Data entries:
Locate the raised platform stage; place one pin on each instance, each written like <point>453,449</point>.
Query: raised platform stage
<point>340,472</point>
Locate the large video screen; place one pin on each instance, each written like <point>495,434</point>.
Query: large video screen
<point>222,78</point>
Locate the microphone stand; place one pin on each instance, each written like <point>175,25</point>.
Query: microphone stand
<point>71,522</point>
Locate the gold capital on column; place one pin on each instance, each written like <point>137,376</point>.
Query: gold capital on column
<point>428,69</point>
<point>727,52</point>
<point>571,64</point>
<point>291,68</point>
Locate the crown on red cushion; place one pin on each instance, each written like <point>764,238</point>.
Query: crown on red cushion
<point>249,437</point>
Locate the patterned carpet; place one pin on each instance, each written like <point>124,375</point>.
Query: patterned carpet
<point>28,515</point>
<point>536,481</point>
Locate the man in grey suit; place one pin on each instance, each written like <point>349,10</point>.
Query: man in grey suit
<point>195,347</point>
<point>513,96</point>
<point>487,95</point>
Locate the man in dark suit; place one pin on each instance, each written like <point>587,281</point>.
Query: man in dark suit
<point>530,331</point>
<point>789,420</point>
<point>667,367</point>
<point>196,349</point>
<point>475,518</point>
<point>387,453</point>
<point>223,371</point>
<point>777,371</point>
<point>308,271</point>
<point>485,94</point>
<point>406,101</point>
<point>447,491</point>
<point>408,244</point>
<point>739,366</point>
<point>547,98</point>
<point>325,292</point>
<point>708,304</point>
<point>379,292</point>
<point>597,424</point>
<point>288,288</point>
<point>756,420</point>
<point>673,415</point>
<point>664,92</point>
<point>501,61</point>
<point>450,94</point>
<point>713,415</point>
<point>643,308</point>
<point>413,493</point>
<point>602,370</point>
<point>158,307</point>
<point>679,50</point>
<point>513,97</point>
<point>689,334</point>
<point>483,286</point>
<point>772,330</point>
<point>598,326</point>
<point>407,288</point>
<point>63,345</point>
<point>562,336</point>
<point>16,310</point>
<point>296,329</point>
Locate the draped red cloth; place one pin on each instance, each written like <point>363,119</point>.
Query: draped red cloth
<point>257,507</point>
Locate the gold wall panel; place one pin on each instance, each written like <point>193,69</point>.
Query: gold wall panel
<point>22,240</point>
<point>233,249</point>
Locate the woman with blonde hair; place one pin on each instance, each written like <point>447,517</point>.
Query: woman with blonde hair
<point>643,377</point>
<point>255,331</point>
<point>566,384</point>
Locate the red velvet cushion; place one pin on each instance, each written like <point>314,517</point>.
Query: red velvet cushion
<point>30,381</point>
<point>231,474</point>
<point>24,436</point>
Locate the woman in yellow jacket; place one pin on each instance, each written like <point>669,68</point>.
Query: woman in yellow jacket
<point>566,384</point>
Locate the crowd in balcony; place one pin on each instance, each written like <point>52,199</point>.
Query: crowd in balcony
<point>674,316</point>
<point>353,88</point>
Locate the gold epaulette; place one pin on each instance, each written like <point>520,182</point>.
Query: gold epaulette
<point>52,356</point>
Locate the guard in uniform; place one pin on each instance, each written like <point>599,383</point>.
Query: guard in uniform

To do:
Can you copy every one of the rows above, character for character, without changing anything?

Finished answer:
Locate the raised platform stage; place one pin on each instance, each written like <point>453,449</point>.
Query: raised platform stage
<point>340,472</point>
Locate the large video screen; place one pin on each instance, each written like <point>495,434</point>.
Query: large video screen
<point>222,78</point>
Locate the microphone stand; place one pin on each instance, each written like <point>175,25</point>.
Query: microphone stand
<point>71,522</point>
Locate the gold capital on column; place one pin on each instance, each written like <point>137,376</point>.
Query: gold capital on column
<point>428,69</point>
<point>727,52</point>
<point>571,64</point>
<point>291,68</point>
Locate the crown on red cushion; place one pin on each instance, each written like <point>764,238</point>.
Query: crown on red cushion
<point>249,437</point>
Locate the patterned carpet; place one pin on each instance, each written like <point>124,375</point>.
Query: patterned carpet
<point>28,515</point>
<point>536,481</point>
Locate the man in grey suit; place one pin on each instance, each written like <point>349,10</point>.
Query: man in grey suit
<point>195,347</point>
<point>513,96</point>
<point>487,95</point>
Locate the man in dark suit; place one pin on each instance, each written like <point>587,281</point>.
Query: man in dark suit
<point>530,331</point>
<point>789,420</point>
<point>667,367</point>
<point>196,349</point>
<point>475,518</point>
<point>387,453</point>
<point>223,371</point>
<point>777,371</point>
<point>308,271</point>
<point>485,94</point>
<point>406,101</point>
<point>447,491</point>
<point>408,244</point>
<point>739,366</point>
<point>547,98</point>
<point>325,292</point>
<point>708,304</point>
<point>379,292</point>
<point>597,424</point>
<point>288,288</point>
<point>756,420</point>
<point>673,415</point>
<point>664,92</point>
<point>501,61</point>
<point>450,94</point>
<point>713,415</point>
<point>643,308</point>
<point>413,493</point>
<point>602,370</point>
<point>158,307</point>
<point>679,50</point>
<point>513,97</point>
<point>689,334</point>
<point>483,286</point>
<point>772,330</point>
<point>598,326</point>
<point>407,288</point>
<point>63,345</point>
<point>562,336</point>
<point>16,310</point>
<point>296,329</point>
Locate the draped red cloth; place one pin on each instance, each written like <point>363,119</point>.
Query: draped red cloth
<point>257,507</point>
Locate the gold wall panel; place one pin on each instance, each written like <point>193,69</point>.
Query: gold wall panel
<point>22,240</point>
<point>233,249</point>
Locate the woman with blonde hair; place one pin on each instance, each written like <point>447,517</point>.
Query: woman with blonde hair
<point>643,377</point>
<point>255,331</point>
<point>566,384</point>
Locate the red velvet cushion; place one pin on each instance, each written like <point>314,517</point>.
Query: red velvet cushion
<point>30,381</point>
<point>231,474</point>
<point>24,436</point>
Locate the woman in yellow jacket; place one pin on each instance, each written like <point>669,68</point>.
Query: woman in yellow jacket
<point>566,384</point>
Locate the crowd in balcony; place one pin on each instance, each written like <point>52,199</point>.
Query: crowd in balcony
<point>674,316</point>
<point>353,88</point>
Locate the gold epaulette; place one pin on each instance, each written like <point>520,182</point>.
Query: gold epaulette
<point>52,356</point>
Locate the guard in uniform; place one pin on each instance, each written like <point>599,383</point>.
Query: guard in uniform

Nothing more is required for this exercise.